Leave out the pictures, then reproduce the rest of the material exactly.

━━ TASK MATERIAL ━━

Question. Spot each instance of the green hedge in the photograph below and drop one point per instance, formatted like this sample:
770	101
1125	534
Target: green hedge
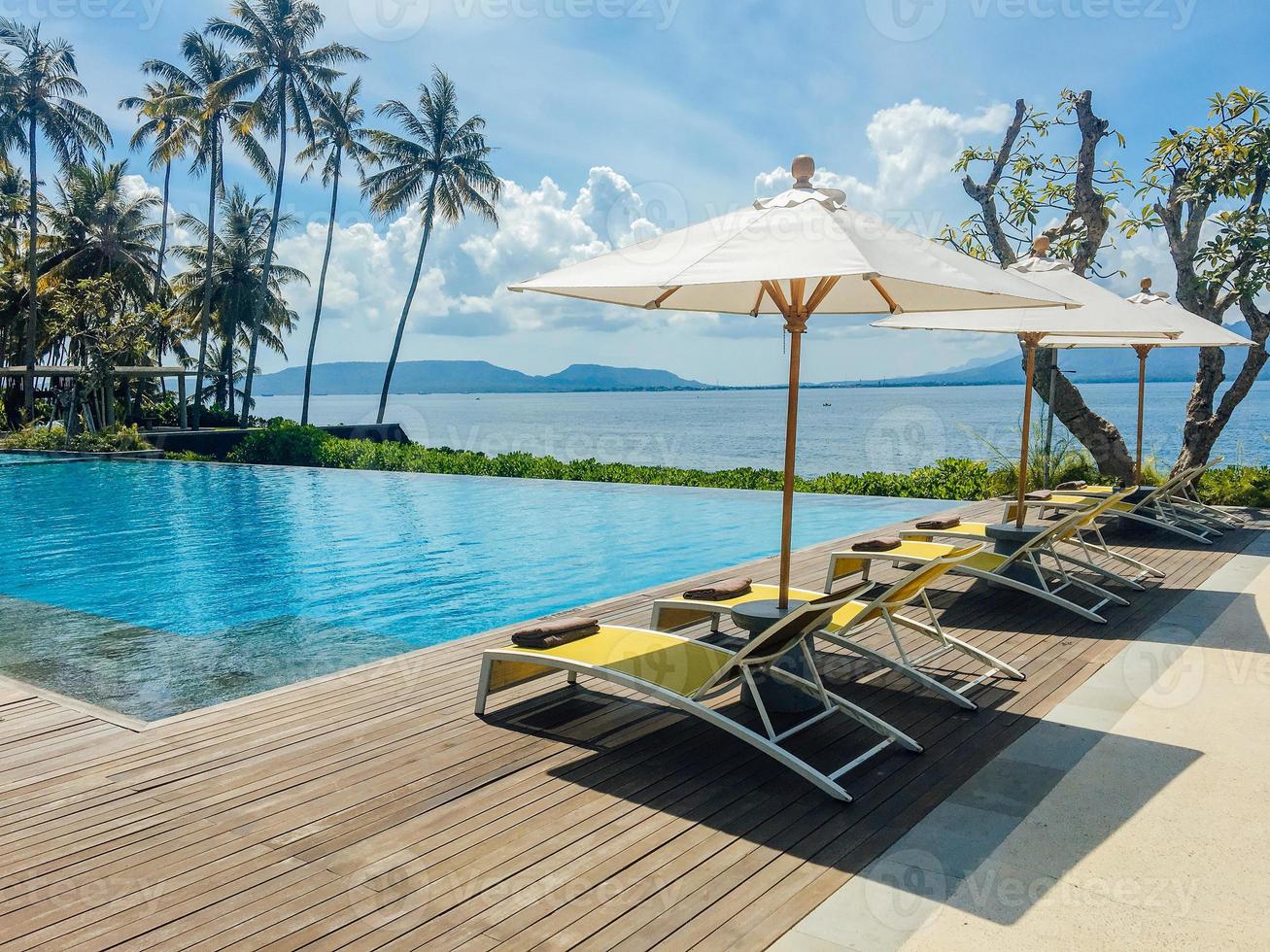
110	441
288	444
309	446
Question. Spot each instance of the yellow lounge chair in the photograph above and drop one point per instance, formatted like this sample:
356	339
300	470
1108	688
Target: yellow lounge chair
1034	567
685	674
673	613
1157	509
1083	536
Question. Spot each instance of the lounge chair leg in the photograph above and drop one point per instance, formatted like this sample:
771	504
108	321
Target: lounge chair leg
852	711
907	670
483	684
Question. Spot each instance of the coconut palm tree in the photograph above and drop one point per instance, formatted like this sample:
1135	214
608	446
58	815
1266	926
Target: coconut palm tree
42	99
98	230
159	115
205	116
290	79
232	280
439	162
337	133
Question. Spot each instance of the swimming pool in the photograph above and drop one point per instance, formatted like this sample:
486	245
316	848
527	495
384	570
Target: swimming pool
153	588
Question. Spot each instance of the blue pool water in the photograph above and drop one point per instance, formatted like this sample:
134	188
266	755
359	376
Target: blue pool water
156	588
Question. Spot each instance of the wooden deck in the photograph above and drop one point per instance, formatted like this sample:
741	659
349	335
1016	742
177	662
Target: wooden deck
373	810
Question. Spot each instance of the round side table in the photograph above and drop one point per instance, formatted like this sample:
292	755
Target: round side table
757	617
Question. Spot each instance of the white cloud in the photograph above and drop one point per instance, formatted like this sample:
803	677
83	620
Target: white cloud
913	145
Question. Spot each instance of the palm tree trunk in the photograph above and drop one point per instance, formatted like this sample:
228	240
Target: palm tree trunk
162	238
409	300
322	287
263	306
205	320
32	278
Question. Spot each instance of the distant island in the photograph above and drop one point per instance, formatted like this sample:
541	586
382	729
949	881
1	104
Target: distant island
1091	365
1087	365
466	377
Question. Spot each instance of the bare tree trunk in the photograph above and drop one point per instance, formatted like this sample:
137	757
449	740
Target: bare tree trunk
1096	434
1205	294
1088	215
1204	423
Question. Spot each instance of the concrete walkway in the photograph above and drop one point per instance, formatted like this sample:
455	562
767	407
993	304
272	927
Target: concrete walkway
1133	816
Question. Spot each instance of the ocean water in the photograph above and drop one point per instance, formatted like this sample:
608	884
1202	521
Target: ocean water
889	429
164	587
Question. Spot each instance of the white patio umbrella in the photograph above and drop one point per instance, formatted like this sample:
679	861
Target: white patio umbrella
1104	315
797	254
1195	331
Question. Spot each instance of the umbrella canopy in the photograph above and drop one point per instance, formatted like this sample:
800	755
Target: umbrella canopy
1104	315
724	265
1195	331
799	253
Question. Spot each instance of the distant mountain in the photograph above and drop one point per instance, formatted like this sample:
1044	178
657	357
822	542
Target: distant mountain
465	377
1087	365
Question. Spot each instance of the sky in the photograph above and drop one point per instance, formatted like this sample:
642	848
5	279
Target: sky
617	119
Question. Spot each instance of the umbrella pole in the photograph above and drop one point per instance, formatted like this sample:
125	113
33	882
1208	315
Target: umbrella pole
1029	342
795	327
1142	349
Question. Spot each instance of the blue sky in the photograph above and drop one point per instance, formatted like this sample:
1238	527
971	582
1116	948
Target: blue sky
616	116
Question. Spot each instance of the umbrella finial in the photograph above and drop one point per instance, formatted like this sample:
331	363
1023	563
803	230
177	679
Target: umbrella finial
803	168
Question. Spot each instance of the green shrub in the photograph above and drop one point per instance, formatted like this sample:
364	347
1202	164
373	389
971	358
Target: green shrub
1236	485
954	479
115	439
189	456
285	446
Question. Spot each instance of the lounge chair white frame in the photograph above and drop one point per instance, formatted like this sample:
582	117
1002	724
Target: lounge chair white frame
1051	579
1154	509
1186	497
736	669
884	605
1084	536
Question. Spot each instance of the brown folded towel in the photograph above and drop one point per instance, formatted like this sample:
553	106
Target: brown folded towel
720	591
555	632
883	543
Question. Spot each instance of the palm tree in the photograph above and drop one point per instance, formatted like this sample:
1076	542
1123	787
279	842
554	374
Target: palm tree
95	230
290	79
205	111
159	115
235	274
337	132
42	90
438	162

━━━

=== THE RESPONSE ===
Question. Spot each instance of the green hedge in the photograph below and drop one point per instance, formatted like this sample:
770	101
1125	534
Target: green hedge
110	441
288	444
309	446
Question. Spot each instance of the yellow lounge chair in the photograph above and drop one point per instance, formatted like this sample:
356	339
300	470
1108	688
Target: yellow lounge chair
1034	567
685	674
673	613
1157	509
1083	536
Question. Spot each instance of the lounge chair leg in the photograph above and drop one point per instance, formatted like this sample:
771	504
108	321
Target: lounge chair leg
852	711
907	670
483	684
Question. Spot each instance of the coconut palm tree in the photograph above and drop one point per instance, formatted like this sample:
1135	214
608	446
58	815
1266	926
Target: coconut palm tree
42	99
98	230
159	115
205	116
290	79
232	280
439	162
337	133
Question. Spot each instance of the swimming pool in the photograph above and drop one point per instance, formatted like this sample:
486	245
316	848
527	495
384	570
Target: swimming pool
153	588
Question. Spot each instance of the blue pool water in the photograph above and drop one point per instance, formatted like this sample:
134	188
266	755
359	376
Target: blue pool water
156	588
Question. Spot each instance of the wooden deck in the photograph above and drop one point per instance, formatted like this sample:
741	659
349	335
1016	742
177	662
Target: wooden deck
373	810
Question. Spot each instance of the round side table in the photograph above and drop one point per instance, formatted like this sample:
292	755
Target: round side table
757	617
Question. Spot each instance of the white cloud in the photograph above and drop one point per instance, formatted like this sample:
803	677
83	620
Target: white cloud
913	145
Question. Spot each instance of the palm tree trunk in the photograph above and drop one point per instance, formatted like this sample:
228	240
Target: palm tree trunk
162	238
409	300
322	287
263	306
205	320
32	278
Question. Spot each instance of the distant island in the photograph above and drop one point per instance, formatted like this sample:
541	586
382	729
949	881
1	104
Target: distant island
1091	365
1087	365
466	377
Question. Spot each instance of the bare tree trunk in the photograph above and drop one point per instance, formatted like this sample:
137	757
449	740
Target: bare tree trunk
1096	434
1205	294
1088	215
1204	423
Question. Spot each instance of the concrete walkway in the photograph above and drop one point per instance, formatted like this sample:
455	562
767	407
993	304
272	927
Target: concrete walkway
1133	816
Question. Spot each instance of the ocean water in the photograph above and drop one point per instance, formatted like this sample:
608	884
1202	521
Target: ocean water
889	429
164	587
Question. Spot each instance of the white patio umbrella in the photograph above and drop one point per instance, formatted like this sample:
679	861
Target: white patio umbrella
1104	315
797	254
1195	331
Question. Spot each instance of the umbrella canopy in the photograph above and drop one point per instance, formatted like this sample:
800	755
Target: umbrella canopy
1104	315
724	265
1195	331
799	253
Question. Spot each instance of the distant mountain in the photograph above and drop one point per instance, formatted like this sample:
1044	178
657	357
822	542
Target: distant mountain
465	377
1087	365
Question. Spot each instance of the sky in the photograph above and drop one point per instance, formatted like this sample:
642	848
5	279
Target: sky
617	119
Question. Spot each instance of the umbrella pole in the photograph above and drop one point per instance, formatted like this sample:
125	113
33	882
1208	315
Target: umbrella pole
1029	342
795	327
1142	349
Question. Spot each instance of the blue sky in the photograph above and drop one point per instance, formatted like this sample:
1238	527
971	582
1116	948
Target: blue sky
616	116
Question. Spot each instance of the umbrella finial in the photograph above and drop one point per instance, formatted like this sample:
331	363
1023	563
803	230
177	679
Target: umbrella finial
803	168
Question. Spot each instance of the green shrub in the photograph above and drop one point per instance, formatted like this sample:
364	347
1202	164
373	389
971	358
Target: green shrub
1236	485
954	479
115	439
189	456
285	446
Question. Spot each instance of the lounge chair white frame in the photograph above and drop one point per instance, formatted like this sample:
582	117
1002	724
Target: lounge chair white frame
1051	579
1154	509
1186	497
736	669
884	605
1084	536
Question. Spot each instance of the brown folded towel in the photograph above and drop one point per instance, formatted like this sample:
553	106
Target: brown folded towel
720	591
555	632
883	543
Question. Spot each instance of the palm tree in the photograph above and drop one point per instance, formatted like this sample:
1076	542
1123	787
279	842
554	374
Target: palm tree
95	230
290	79
205	111
159	115
235	274
337	132
42	90
438	162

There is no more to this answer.